→ SOURCE EXTRACT:
══════════════════════════════
Thursday, December 9, 2010

Smartphones Crushing Nintendo

According to a new survey released by market research firm Interpret, one-time fans of portable gaming systems like the DS and PSP are ditching them in favor of smartphones like Apple's iPhone.

The news comes amid heightened rumors that Sony, and its joint mobile phone venture Sony Ericcson, is about to unveil an Android-based smartphone that'll integrate PSP game functionality.

"Gamers appear to be defecting from their handheld gaming devices to phones to get their gaming kicks," says Interpret's report, which polled 9,000 U.S. consumers. "A full 27.2% of consumers who indicate that they play games on their phones only (and not on the DS/PSP) actually own a DS or PSP, but do not actively use the device(s)."

Those defectors are being joined by some of gaming's biggest names. John Carmack, legendary designer behind classics like Doom, has been an advocate of the iPhone as a gaming system for several years and has released several high-profile titles via Apple's App Store. And Epic Games subsidiary ChAIR is set to release an iPhone/iPad exclusive game this week, Infinity Blade, that could well outshine anything we've seen so far on purpose-built portables.

"The proliferation of highly multifunctional smartphones and messaging phones is a very real threat to the dominance by the DS and PSP of the handheld gaming market," Courtney Johnson, Interpret's Manager of Research and Analysis, said in a statement. "Devices which satisfy a variety of entertainment and utility are fast outstripping single-function devices as consumer favorites."

Are you leaving your DS or PSP at home in favor of a gaming-capable smartphone? Let us know why in the comments.

Wednesday, September 29, 2010

Nintendo Issues Dismal Forecast

Nintendo today announced that it expects to report a loss of 15.64 yen per share for the six months ending September 30, 2010. Previously, they had forecast net income of 547.38 yen for these six months.

The company also revised downward its forecast for the full year ending March 31, 2011. Instead of earning 1,563.94 yen per share for its fiscal 2011, it now expects to earn 703.78 yen.

This sharp reversal in Nintendo's expected financial performance means that its own forecasted net income per share is expected to drop by 60.6% from the 1,787.84 yen it earned in fiscal 2010.

Very little seems to be going well for Nintendo. The stock seems very overvalued at over 40 times earnings and shareholders should seriously consider selling their stock.

Cut and paste the following URL into your browser to read Nintendo's complete press release on its revised forecast.

Friday, July 30, 2010

Nintendo Reports Quarterly Loss

Nintendo reported its first quarterly loss in more than two years due to a strong Yen and lower demand for DS players. The net loss was 25.2 billion yen ($291 million) in the three months ended June, compared with a 42.3 billion yen profit a year earlier. The game maker said it booked a foreign currency-related one-time loss of 70.5 billion yen.
The company yesterday said the euro weakened to 107.81 yen in the quarter, from 124.92 yen as of March 31, while the dollar fell to 88.48 yen from 93.04 yen. A stronger Japanese currency reduces the value of Nintendo’s overseas sales and assets. Nintendo maintained its full-year exchange-rate estimate at 120 yen for the euro and 95 yen for the dollar.
══════════════════════════════
→ DATASET ROWS:
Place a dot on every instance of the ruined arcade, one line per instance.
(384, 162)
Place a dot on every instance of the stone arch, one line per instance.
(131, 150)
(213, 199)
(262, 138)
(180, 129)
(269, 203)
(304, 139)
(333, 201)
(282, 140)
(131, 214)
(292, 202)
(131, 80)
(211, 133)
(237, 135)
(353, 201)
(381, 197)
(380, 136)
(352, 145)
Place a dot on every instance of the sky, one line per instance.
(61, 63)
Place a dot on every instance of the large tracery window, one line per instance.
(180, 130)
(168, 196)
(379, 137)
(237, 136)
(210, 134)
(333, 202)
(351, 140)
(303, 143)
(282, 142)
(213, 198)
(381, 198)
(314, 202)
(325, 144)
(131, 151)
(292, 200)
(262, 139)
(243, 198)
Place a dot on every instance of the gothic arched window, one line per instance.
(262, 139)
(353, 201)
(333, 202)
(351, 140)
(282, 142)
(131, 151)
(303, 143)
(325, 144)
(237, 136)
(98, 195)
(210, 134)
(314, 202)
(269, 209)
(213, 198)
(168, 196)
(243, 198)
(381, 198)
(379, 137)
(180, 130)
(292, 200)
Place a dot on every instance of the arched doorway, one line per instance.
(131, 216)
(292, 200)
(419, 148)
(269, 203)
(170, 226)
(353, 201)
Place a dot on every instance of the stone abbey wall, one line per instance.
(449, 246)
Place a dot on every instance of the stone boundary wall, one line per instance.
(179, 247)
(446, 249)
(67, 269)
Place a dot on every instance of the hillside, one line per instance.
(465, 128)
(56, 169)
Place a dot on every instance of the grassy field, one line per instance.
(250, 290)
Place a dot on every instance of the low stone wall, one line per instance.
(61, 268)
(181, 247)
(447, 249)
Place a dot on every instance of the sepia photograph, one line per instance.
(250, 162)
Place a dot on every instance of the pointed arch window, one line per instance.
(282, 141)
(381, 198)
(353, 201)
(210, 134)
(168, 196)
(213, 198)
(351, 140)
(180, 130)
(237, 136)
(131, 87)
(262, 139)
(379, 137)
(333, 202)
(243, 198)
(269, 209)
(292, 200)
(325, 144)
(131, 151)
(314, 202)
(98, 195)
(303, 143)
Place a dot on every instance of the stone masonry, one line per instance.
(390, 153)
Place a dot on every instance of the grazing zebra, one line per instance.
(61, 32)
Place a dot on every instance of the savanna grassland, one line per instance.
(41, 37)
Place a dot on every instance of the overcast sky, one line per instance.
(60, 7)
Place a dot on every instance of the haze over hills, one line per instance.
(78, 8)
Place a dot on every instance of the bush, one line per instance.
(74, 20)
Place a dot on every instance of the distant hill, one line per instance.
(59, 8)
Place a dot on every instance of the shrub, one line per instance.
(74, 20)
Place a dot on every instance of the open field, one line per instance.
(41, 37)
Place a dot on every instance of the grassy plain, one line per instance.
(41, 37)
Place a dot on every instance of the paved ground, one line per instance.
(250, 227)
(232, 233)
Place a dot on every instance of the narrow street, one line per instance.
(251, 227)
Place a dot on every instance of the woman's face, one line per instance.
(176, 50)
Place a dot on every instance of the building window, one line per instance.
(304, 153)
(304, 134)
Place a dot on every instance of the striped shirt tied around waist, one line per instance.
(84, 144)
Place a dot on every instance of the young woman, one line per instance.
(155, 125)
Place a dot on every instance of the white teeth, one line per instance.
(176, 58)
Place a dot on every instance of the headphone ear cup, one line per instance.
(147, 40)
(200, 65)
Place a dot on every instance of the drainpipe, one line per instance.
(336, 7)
══════════════════════════════
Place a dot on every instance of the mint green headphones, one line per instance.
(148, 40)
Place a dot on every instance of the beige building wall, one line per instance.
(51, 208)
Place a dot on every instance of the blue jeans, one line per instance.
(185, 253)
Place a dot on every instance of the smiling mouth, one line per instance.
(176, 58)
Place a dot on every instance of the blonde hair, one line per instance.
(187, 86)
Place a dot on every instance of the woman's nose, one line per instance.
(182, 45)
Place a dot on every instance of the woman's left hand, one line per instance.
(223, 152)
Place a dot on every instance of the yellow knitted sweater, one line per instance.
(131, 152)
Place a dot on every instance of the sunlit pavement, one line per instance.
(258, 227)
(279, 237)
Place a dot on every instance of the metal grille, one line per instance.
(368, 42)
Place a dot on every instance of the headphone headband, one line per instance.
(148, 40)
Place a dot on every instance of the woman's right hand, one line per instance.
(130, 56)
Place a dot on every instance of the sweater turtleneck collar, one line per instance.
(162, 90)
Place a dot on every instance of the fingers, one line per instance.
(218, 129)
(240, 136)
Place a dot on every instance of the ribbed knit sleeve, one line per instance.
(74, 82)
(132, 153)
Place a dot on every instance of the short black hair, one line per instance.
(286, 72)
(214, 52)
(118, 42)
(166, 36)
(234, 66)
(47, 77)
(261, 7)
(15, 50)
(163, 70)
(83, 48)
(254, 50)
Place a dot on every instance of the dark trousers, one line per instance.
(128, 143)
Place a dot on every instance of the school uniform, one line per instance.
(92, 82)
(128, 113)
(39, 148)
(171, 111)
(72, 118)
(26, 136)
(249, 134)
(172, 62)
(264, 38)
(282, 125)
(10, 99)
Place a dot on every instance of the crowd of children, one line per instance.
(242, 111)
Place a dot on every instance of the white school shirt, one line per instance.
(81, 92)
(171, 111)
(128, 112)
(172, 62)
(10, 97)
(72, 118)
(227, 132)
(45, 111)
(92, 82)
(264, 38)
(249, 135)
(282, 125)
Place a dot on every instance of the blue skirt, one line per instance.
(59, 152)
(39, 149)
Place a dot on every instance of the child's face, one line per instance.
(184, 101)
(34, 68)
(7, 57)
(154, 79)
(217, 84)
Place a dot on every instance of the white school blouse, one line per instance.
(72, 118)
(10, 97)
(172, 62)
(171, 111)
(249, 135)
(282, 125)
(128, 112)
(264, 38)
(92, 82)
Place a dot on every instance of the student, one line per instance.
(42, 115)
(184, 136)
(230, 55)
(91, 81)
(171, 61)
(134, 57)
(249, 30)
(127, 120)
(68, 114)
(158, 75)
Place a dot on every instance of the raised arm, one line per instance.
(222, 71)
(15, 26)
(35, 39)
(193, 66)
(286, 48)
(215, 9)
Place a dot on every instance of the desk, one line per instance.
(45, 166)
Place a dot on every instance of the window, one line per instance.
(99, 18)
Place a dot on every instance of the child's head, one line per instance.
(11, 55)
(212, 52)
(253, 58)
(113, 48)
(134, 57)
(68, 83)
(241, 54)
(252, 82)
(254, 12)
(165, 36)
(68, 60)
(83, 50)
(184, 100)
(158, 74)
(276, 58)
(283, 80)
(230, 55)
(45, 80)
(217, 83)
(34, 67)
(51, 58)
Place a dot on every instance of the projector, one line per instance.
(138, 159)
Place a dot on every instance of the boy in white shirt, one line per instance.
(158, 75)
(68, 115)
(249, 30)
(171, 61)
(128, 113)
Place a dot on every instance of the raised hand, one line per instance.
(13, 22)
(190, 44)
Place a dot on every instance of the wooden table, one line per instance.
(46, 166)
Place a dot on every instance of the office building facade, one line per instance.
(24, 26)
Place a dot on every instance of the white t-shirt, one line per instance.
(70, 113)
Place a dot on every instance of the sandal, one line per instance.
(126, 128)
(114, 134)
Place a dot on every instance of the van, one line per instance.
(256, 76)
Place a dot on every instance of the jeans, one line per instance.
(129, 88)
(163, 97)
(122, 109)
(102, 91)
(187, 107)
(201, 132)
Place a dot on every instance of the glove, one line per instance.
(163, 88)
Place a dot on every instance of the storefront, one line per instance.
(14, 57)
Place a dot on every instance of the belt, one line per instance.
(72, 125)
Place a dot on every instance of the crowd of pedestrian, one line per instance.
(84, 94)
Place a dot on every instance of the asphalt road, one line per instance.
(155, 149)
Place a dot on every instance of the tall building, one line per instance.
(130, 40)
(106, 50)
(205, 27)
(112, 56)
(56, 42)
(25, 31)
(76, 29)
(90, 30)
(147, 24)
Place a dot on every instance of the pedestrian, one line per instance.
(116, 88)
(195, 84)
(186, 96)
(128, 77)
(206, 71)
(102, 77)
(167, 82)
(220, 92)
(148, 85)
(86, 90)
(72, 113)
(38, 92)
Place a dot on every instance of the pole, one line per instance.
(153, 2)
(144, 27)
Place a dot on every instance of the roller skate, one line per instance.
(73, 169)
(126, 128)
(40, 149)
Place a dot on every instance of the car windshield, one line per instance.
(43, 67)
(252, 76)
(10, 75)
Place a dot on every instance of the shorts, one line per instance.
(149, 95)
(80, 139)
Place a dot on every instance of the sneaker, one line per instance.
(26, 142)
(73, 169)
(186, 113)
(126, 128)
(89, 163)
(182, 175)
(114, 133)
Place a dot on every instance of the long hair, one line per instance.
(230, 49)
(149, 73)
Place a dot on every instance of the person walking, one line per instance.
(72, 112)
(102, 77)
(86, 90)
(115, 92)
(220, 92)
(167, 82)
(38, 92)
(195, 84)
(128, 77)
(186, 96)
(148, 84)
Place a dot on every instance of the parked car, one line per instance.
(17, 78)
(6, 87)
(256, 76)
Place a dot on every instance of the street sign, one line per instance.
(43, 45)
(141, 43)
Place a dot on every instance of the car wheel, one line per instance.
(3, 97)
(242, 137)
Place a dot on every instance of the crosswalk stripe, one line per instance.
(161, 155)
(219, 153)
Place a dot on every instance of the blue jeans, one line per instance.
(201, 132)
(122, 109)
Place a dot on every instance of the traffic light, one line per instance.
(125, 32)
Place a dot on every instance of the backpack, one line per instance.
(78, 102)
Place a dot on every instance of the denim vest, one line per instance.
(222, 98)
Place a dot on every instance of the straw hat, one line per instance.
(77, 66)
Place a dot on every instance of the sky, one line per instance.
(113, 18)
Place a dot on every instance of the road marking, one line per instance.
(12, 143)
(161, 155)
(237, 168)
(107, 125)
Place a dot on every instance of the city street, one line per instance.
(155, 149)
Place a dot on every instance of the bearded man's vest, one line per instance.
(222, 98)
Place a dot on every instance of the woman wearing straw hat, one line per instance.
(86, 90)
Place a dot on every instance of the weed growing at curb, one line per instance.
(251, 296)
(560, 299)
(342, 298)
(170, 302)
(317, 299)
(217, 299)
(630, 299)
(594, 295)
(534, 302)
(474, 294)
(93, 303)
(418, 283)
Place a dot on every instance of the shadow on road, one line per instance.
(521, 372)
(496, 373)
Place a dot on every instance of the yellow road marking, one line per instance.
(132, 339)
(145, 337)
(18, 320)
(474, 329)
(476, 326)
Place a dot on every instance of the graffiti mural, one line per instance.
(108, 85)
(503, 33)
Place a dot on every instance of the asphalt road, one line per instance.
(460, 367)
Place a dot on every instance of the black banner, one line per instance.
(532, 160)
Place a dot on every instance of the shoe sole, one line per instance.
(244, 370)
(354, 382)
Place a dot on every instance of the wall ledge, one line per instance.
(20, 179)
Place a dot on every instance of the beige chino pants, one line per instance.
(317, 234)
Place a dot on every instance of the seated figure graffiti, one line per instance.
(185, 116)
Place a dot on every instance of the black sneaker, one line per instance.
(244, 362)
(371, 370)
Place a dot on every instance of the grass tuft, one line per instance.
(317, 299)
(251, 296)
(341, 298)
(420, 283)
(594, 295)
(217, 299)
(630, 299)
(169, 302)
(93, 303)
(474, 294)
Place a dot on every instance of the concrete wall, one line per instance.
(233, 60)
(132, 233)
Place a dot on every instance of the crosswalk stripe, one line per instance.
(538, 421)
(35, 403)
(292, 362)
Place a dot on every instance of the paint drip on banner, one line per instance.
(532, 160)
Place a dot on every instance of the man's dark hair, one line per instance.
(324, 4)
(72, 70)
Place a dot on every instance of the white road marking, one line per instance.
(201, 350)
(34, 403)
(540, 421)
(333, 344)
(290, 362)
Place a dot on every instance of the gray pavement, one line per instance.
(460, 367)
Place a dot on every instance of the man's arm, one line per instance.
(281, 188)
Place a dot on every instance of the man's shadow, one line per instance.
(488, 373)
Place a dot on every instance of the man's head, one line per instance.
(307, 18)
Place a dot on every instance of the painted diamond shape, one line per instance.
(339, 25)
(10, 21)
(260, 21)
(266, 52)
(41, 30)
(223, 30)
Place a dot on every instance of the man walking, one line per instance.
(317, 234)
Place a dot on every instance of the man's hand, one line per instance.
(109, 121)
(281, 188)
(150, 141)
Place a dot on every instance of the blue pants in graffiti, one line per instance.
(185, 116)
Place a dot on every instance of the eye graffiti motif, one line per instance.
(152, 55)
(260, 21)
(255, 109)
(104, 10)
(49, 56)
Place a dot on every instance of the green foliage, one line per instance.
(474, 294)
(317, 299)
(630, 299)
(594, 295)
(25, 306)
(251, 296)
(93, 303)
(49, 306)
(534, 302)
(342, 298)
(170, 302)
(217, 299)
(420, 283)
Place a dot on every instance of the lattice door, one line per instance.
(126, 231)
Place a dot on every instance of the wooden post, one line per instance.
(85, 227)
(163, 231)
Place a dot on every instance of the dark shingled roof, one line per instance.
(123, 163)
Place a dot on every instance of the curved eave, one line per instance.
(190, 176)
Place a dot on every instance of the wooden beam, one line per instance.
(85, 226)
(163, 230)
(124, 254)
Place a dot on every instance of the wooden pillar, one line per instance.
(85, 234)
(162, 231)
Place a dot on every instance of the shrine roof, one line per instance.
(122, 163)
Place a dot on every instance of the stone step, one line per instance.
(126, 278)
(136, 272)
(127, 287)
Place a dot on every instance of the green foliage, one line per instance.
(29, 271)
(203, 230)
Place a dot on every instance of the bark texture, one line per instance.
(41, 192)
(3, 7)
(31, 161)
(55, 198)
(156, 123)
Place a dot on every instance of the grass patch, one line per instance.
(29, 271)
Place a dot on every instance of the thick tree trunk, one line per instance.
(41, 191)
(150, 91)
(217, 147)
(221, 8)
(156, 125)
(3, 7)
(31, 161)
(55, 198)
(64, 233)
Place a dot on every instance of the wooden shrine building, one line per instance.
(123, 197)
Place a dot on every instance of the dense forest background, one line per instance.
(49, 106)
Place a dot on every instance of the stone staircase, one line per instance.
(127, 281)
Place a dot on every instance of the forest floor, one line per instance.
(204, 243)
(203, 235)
══════════════════════════════
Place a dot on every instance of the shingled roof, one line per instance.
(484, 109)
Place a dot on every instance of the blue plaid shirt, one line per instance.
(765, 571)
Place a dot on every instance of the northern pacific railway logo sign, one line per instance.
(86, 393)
══════════════════════════════
→ JOBS:
- A) Please list the headline of every post in the text on Nintendo and handheld gaming.
- B) Go on with the text on Nintendo and handheld gaming, picking up right after its final sentence.
The records have no role here and can be set aside.

→ RESPONSES:
- A)
Smartphones Crushing Nintendo
Nintendo Issues Dismal Forecast
Nintendo Reports Quarterly Loss

- B)
First-quarter sales of DS hardware dropped 47 percent to 3.15 million players, while those of software dropped 23 percent to 22.4 million units, the company said. Nintendo released 168 titles for the handheld player in the period, compared with 278 games a year earlier.
Nintendo’s stock price is down 23 percent this year, while the benchmark Nikkei 225 has declined 14 percent.
For the full fiscal year ending March 2011, Nintendo continues to forecast a net profit of 200 billion yen and an operating profit of 320 billion yen on revenue of 1.4 trillion yen.

Wednesday, October 29, 2008

Battered Shareholders Await Nintendo Forecast

Nintendo shareholders are skittishly awaiting tomorrow’s scheduled earnings forecast. On August 29th the company raised its forecast fiscal 2009 sales by 11.1% and its net income by 26.2%. A large part of the forecast growth in net income occurred because Nintendo management revised expected exchange rates to 105 yen per U.S. dollar from 100 and to 160 yen per euro from 155. As of today the actual rates are 97 yen per dollar and 125 yen per euro.

The surging value of the yen and the rapidly deteriorating economic conditions spell trouble for Nintendo. Shareholders now need to hope that Nintendo has not lost money by investing its cash hoard in financial instruments that have collapsed in value.

The recent precipitious decline in the price of Nintendo stock to 22,000 yen on October 28th strongly suggests that shareholders need to brace themselves. The stock reached a high of 73,200 yen on November 1, 2007; therefore, it has fallen 70%.

Nintendo has no debt and had $12.5 billion in cash as of March 31, 2008, so it is well positioned to survive this worldwide economic collapse. In fact, there is probably not a company in the world with as strong a balance sheet as Nintendo.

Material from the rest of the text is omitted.